Box-labeled dataset extracts:
-------------------------

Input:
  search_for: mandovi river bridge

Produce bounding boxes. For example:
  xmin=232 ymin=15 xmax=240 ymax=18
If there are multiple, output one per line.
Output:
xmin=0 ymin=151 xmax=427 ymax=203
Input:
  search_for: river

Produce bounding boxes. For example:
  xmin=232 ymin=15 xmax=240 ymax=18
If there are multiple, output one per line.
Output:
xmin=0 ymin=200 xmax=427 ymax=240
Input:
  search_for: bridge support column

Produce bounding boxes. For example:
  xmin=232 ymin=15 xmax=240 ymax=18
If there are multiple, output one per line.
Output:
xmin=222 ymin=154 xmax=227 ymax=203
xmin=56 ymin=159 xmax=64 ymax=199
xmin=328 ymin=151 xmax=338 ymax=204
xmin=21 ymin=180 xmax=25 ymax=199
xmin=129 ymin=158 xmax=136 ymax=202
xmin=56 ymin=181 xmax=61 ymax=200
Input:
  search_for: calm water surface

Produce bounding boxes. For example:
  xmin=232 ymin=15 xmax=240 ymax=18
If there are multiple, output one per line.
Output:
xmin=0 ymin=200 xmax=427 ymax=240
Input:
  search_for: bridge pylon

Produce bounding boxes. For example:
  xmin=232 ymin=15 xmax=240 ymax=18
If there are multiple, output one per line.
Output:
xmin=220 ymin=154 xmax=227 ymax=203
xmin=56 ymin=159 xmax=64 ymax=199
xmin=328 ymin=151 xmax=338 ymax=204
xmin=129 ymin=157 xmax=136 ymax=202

-------------------------

Exercise aim: Duplicate all of the items above line for line, with no changes.

Task response:
Input:
  search_for: mandovi river bridge

Produce bounding boxes. For example:
  xmin=232 ymin=15 xmax=240 ymax=18
If there are multiple, output one per line.
Output:
xmin=0 ymin=151 xmax=427 ymax=203
Input:
  search_for: river

Produce bounding boxes. For example:
  xmin=232 ymin=15 xmax=240 ymax=18
If there are multiple, output one per line.
Output:
xmin=0 ymin=200 xmax=427 ymax=240
Input:
  search_for: bridge support column

Produce bounding boxes. For example:
  xmin=232 ymin=15 xmax=240 ymax=18
If there are multiple, output one per line.
Output:
xmin=222 ymin=154 xmax=227 ymax=203
xmin=56 ymin=159 xmax=64 ymax=199
xmin=328 ymin=151 xmax=338 ymax=204
xmin=21 ymin=180 xmax=25 ymax=199
xmin=129 ymin=158 xmax=136 ymax=202
xmin=56 ymin=181 xmax=61 ymax=200
Input:
  search_for: calm water surface

Produce bounding boxes. For example:
  xmin=232 ymin=15 xmax=240 ymax=18
If there are multiple, output one per line.
Output:
xmin=0 ymin=200 xmax=427 ymax=240
Input:
  search_for: bridge pylon

Produce bounding boxes. For example:
  xmin=232 ymin=15 xmax=240 ymax=18
If there are multiple, output one per line.
Output:
xmin=220 ymin=154 xmax=227 ymax=203
xmin=56 ymin=159 xmax=64 ymax=199
xmin=328 ymin=151 xmax=338 ymax=204
xmin=129 ymin=157 xmax=136 ymax=202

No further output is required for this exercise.